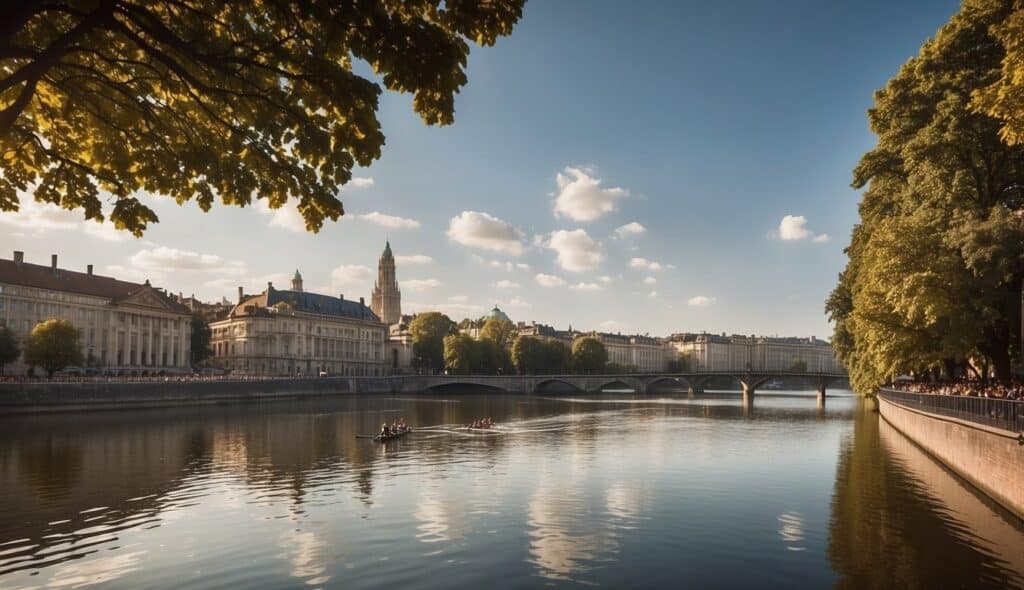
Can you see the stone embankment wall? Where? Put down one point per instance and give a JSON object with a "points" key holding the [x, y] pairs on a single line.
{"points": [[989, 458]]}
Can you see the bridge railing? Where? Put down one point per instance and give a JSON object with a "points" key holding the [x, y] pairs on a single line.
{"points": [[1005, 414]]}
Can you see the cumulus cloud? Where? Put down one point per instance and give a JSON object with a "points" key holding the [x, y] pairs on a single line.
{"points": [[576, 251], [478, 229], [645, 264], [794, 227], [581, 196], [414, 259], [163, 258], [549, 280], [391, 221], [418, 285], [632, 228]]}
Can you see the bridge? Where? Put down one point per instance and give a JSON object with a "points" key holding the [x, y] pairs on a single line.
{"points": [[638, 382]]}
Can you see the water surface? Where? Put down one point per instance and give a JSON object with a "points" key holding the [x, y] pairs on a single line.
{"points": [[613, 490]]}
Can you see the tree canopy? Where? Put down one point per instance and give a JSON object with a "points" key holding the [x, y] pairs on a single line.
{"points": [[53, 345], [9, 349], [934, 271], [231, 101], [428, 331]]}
------------------------------
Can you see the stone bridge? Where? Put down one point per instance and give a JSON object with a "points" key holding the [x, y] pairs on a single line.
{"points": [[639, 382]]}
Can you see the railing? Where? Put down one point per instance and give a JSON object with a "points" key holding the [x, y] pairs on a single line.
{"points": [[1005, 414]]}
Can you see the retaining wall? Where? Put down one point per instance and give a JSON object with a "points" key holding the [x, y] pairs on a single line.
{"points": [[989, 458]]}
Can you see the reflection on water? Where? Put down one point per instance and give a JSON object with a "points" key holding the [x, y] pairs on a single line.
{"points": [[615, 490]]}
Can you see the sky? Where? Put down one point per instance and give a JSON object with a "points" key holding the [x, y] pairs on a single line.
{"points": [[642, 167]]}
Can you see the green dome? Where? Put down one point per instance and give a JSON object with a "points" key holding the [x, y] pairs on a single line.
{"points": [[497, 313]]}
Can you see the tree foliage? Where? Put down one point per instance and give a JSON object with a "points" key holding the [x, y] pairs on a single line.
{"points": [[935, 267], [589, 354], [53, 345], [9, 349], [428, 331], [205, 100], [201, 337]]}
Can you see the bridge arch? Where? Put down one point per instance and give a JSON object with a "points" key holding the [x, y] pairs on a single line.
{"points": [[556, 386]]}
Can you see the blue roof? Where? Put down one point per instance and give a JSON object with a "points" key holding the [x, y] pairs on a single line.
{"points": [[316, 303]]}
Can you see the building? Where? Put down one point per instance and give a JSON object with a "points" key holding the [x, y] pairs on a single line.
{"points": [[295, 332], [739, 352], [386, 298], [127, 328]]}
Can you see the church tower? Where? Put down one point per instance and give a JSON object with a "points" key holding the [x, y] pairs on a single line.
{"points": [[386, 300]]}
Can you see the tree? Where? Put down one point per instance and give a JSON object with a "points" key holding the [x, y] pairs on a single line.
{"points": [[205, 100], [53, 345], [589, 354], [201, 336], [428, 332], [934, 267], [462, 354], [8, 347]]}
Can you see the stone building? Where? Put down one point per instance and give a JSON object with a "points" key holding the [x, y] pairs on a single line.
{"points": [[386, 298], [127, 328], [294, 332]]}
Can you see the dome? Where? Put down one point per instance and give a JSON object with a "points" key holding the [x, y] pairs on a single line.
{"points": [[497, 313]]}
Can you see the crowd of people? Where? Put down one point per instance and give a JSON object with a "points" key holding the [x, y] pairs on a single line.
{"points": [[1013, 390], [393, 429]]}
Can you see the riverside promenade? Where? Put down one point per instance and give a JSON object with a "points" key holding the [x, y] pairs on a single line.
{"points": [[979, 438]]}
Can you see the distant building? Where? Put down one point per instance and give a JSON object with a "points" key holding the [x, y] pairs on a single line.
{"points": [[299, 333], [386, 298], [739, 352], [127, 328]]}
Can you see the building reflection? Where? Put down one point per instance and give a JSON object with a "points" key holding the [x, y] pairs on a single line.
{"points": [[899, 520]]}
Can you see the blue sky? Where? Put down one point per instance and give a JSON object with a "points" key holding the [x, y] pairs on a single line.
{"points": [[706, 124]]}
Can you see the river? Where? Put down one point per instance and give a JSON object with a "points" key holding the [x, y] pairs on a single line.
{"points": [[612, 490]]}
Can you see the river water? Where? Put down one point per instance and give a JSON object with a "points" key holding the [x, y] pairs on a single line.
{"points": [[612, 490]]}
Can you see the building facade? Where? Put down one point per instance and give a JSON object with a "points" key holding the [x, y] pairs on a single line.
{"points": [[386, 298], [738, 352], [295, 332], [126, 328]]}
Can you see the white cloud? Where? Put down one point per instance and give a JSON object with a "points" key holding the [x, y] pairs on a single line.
------------------------------
Retype only this portion of the data above: the line containing "Can you see the river?", the line containing "Can you see the white", and all lines between them, exactly.

Can you see the river? Where? Put down one point per instance and give a JSON object with a "points" key holding the [x, y] pairs on a single line.
{"points": [[612, 490]]}
Can you see the river water? Where? Put down one point per instance and give a JSON object with a "points" key holding the [x, y] pairs on a single line.
{"points": [[612, 490]]}
Can you see the building facade? Where? Put down one point per instance and give a JSON object with a "points" key holding the [x, y] pairs on a single line.
{"points": [[386, 298], [738, 352], [295, 332], [126, 328]]}
Can you see the white cloud? Where? Put down one point per instance and give a JSON object with a "points" key holding the [x, y] pairs on a single line.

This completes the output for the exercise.